* Extrait de page:
++++++

13 avril 2015, 40 ans de solitude

Nous revoilà le 13 avril, jour pour jour, quarante années après. Toujours presque au même endroit, au propre comme au figuré. À part que deux générations sont déjà passées. Et tous ces morts d'hier comme d'aujourd'hui, qui continuent à hanter nos consciences meurtries. Il y a des jours où c'est franchement insupportable, avec tous ces hurlements rentrés, au-dedans de nous-mêmes. Nous nous déchirons de l'intérieur, mais rien n'apparaît au dehors : parce qu'elles sont inavouables, les guerres civiles sont sans mémoire, sans visage et sans voix.
Je sais maintenant, 40 ans après, que les guerres culturelles ne sont pas uniquement les nôtres, elles envahissent toute la planète. Elles sont anthropologiques, ont existé de tout temps et se poursuivront jusqu'à la fin des temps. Il faut juste apprendre à les prévenir et à les gérer, pour éviter des cortèges funèbres interminables, des sacrifices inutiles.
Nos cultures nous structurent, mais également, nous dressent les uns contre les autres. Nous avons besoin de nos religions, de nos langues, de nos races et de nos mœurs (paramètres d'Hérodote), pour nous construire dans la diversité, mais trop de différences menacent notre unité et font éclater notre cohésion sociale. L'identité est un processus dynamique continu d'identification, que nous devons au mieux négocier, pour notre survie, par pertes et profits. Nous avons besoin d'avoir plus de raisons de rester ensemble que de nous séparer.
Pleurer tout mon soûl ce 13 avril, quarante ans après comme au premier jour. Et dire que nous n'avons pas enterré décemment nos morts car ils n'ont pas pu se mélanger, à la même terre, n'ayant pas pu vivre pacifiquement sur le même sol.
Pleure ô pays bien-aimé. Pleure terre bien-aimée, pour toutes nos guerres culturelles, que tu as portées, depuis cinq mille ans d'histoire humaine commune, qui t'ont souillée et fécondée.
Le 13 avril, où que je sois, je suis à Beyrouth, un dimanche d'un printemps naissant, au moment où la vie collective des Libanais a tragiquement et définitivement basculé. Au moment où le corps social a éclaté, s'est effrité, s'est démembré.
J'ai traversé toutes ces années dans l'obscurité, comme un aveugle brûlé et sans paupières, qui ne parvient plus à fermer les yeux.

++++++

* Données fournies:
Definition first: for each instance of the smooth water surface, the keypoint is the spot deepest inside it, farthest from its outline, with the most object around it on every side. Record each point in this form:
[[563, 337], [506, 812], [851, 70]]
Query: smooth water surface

++++++

Dans le texte sur le 13 avril, recopiez mot pour mot le passage qui commence par « 13 avril 2015, 40 » et se termine par « et sans voix. ».

13 avril 2015, 40 ans de solitude

Nous revoilà le 13 avril, jour pour jour, quarante années après. Toujours presque au même endroit, au propre comme au figuré. À part que deux générations sont déjà passées. Et tous ces morts d'hier comme d'aujourd'hui, qui continuent à hanter nos consciences meurtries. Il y a des jours où c'est franchement insupportable, avec tous ces hurlements rentrés, au-dedans de nous-mêmes. Nous nous déchirons de l'intérieur, mais rien n'apparaît au dehors : parce qu'elles sont inavouables, les guerres civiles sont sans mémoire, sans visage et sans voix.